- **Assignment**:
Set down every record below exactly as it stands, with the pictures omitted.
[Data listing Boundary: Start]
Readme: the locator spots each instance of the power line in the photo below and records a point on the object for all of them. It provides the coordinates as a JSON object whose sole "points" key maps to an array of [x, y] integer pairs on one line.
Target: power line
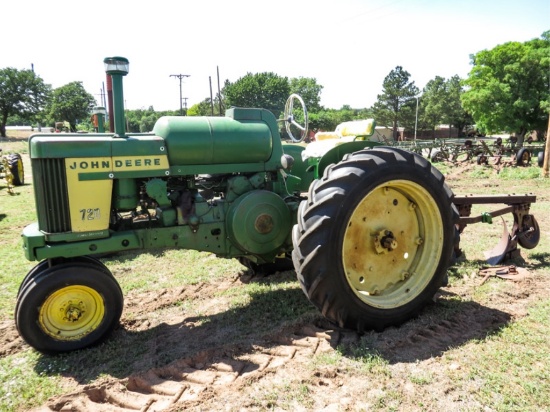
{"points": [[181, 76]]}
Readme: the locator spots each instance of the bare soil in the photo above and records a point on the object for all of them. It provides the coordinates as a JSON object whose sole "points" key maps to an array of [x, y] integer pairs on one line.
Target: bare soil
{"points": [[279, 370]]}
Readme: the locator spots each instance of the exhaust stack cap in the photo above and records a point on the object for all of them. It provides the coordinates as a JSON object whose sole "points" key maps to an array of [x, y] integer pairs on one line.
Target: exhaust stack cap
{"points": [[116, 65]]}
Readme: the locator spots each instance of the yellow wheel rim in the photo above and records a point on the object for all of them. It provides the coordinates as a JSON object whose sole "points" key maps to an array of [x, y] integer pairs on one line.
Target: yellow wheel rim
{"points": [[392, 244], [72, 312]]}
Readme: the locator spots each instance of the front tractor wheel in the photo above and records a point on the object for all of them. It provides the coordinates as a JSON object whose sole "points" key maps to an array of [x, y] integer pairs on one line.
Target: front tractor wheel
{"points": [[375, 238], [68, 307]]}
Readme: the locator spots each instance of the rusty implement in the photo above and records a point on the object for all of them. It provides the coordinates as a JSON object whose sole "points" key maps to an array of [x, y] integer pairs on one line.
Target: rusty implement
{"points": [[525, 230]]}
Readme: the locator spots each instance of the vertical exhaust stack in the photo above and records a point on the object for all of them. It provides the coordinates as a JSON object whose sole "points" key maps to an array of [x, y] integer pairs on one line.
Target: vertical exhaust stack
{"points": [[117, 67]]}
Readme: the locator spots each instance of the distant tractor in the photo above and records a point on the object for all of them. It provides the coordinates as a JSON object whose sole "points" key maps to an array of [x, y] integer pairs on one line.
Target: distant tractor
{"points": [[12, 170], [370, 230]]}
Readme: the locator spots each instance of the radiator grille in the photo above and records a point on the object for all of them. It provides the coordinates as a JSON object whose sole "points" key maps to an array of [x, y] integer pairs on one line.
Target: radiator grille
{"points": [[52, 200]]}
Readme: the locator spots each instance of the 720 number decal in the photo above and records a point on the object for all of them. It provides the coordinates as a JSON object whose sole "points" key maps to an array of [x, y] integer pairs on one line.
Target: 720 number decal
{"points": [[90, 214]]}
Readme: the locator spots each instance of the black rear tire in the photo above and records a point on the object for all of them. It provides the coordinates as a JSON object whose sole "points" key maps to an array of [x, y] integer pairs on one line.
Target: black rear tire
{"points": [[373, 242]]}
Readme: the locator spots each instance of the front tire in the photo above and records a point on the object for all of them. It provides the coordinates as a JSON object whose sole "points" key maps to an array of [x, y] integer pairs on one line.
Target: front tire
{"points": [[375, 238], [68, 307]]}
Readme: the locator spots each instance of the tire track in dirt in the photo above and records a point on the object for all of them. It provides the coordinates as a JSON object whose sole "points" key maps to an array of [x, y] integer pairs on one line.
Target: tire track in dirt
{"points": [[181, 384], [194, 381]]}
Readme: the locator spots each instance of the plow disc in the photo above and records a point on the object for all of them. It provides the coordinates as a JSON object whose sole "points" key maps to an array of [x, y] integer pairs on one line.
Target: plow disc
{"points": [[525, 230]]}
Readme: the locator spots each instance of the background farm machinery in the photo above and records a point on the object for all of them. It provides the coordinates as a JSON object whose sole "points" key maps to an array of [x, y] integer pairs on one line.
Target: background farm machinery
{"points": [[482, 151], [11, 169], [370, 229]]}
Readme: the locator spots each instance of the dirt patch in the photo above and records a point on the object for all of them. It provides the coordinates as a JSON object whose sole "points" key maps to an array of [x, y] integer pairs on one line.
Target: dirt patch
{"points": [[208, 374]]}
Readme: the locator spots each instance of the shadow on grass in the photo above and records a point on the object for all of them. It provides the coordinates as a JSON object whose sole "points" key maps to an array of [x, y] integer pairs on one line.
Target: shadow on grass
{"points": [[449, 323], [134, 347]]}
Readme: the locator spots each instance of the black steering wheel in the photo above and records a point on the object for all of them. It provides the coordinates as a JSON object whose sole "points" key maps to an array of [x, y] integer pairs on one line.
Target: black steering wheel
{"points": [[289, 118]]}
[Data listing Boundary: End]
- **Expected answer**:
Readme: the locator spots each instance of the power line in the photo below and records a point on the object for all of them. It provides the coordinates as a JSON object whose sole "points" key maps to an array of [x, y] integer pairs on one line.
Target: power line
{"points": [[181, 76]]}
Readme: the locator spots each instance of the bare soil in the photo above and records a point on the object for all of them. It provides the coordinates as a JSON object whose sole "points" key maps to an array of [x, y] integer pairs on one line.
Target: bare soil
{"points": [[279, 370]]}
Readme: the locator spots each instance of the exhaust stack cap in the photo above and records a point on the object for all of them. It provides the coordinates as a JSON object whose sole "points" key maps to an array of [x, y] integer pairs on one line.
Target: exhaust stack cap
{"points": [[116, 65]]}
Readme: the locator spots each instance of the yellow wheel rim in the photo above and records a point on the object for all of them. It provides the coordinates as a JSON object whose sole "points" key maps to an array of [x, y] integer pairs on one line.
Target: yellow wheel rim
{"points": [[392, 244], [72, 312]]}
Readme: the locator spots each instance of the front tractor wheel in the photo above and records a point on the object for all of them. It provides the coordinates as a JSON object whose sole "points" key maps to an array of [x, y] integer pairs on one line.
Target: front tractor wheel
{"points": [[375, 238], [68, 307]]}
Readme: the locator spots each instance of the rusty implement in the photo above and records a point on the object for all of them. It provides the coordinates as a JSON object whose sole "points" key maps to an array of [x, y] integer pairs on one line.
Target: rusty implement
{"points": [[525, 230]]}
Readme: the locator spots each instance of the vertical exhaust stack in the photo above and records a point on the object for all of them. It provides the coordinates as a JSON object whose sole "points" key maps to an array of [x, y] integer pairs on one line.
Target: vertical exhaust stack
{"points": [[117, 67]]}
Readme: the locator spots each instance of the distant tractor in the photo above and records a point on the object for all of them. It provides the coordinates as a JSON object whose sole "points" key maps to an array of [x, y] integer pairs on one line.
Target: distant tractor
{"points": [[12, 170], [370, 230]]}
Readme: the locator spots each instance of the radiator grille in the photo above and records a point on the object for all of them. It provides the coordinates as a JSON object whose sole "points" key maps to an array of [x, y] integer pairs on one line.
Target: radiator grille
{"points": [[52, 200]]}
Readme: the locator spots each instance of the 720 number decal in the photo above and records a point on the object for all of them. It provides the coordinates as a JSON object whose sole "points" key maps to an array of [x, y] integer pairs on one line.
Target: 720 number decal
{"points": [[90, 214]]}
Readme: the locator spots each instance of the black rear tire in the photo above and records a point on the object for all of them. It provides the coordinates as a JSON object whose sole "points" key maps to an array of [x, y] integer pairs on one line.
Target: black rear tire
{"points": [[373, 242]]}
Readme: the locator spots each instance of the front tire in the photo above and records a point on the object for all of them. It provides the coordinates as a JSON object whose sole "points" key maps to an array of [x, y] integer pairs on one line.
Target: front tire
{"points": [[375, 238], [68, 307]]}
Readme: the locator spots each instance of the tire track in dirt in the photo above and records a point on the object for all of them. It provides the coordinates as a JSON object whose sole "points" key maps to an array of [x, y] integer pairs on one line.
Target: tire track in dirt
{"points": [[181, 384], [194, 381]]}
Readme: the locator spots each instance of the plow disc in the photo above and records a point on the object for all of them. It provides the coordinates as a JSON object whose sole "points" key maps to an array of [x, y] integer pairs on one line.
Target: plow disc
{"points": [[525, 230]]}
Readme: the locator spots each instance of the background farm machinery in the photo above and records a point on the object for all of them. It provides the coordinates as a JSON object whose sole "points" key maps to an array of [x, y] integer pairs on one line.
Target: background farm machinery
{"points": [[482, 151], [11, 169], [370, 229]]}
Readme: the locator spots each instance of the dirt patch in the photo above and records a point on the object for all of them. It provides the coordinates as a JSON object whose sole "points" key maps to an array of [x, y] integer pairs on one line.
Target: dirt patch
{"points": [[208, 374]]}
Readme: the locator spots each instance of the shadow on grass in the photo above and records a point on the object for all of them. It provides the coordinates as a JSON object whose sole "points" key maps to an array of [x, y] integer pairs on one line.
Target: shadow on grass
{"points": [[449, 323], [134, 347]]}
Readme: the locator spots each instance of the black steering wheel in the photo above and records a point on the object for all of them. It provides the coordinates as a JSON object whose sole "points" key maps to an array of [x, y] integer pairs on one line.
Target: black steering wheel
{"points": [[289, 118]]}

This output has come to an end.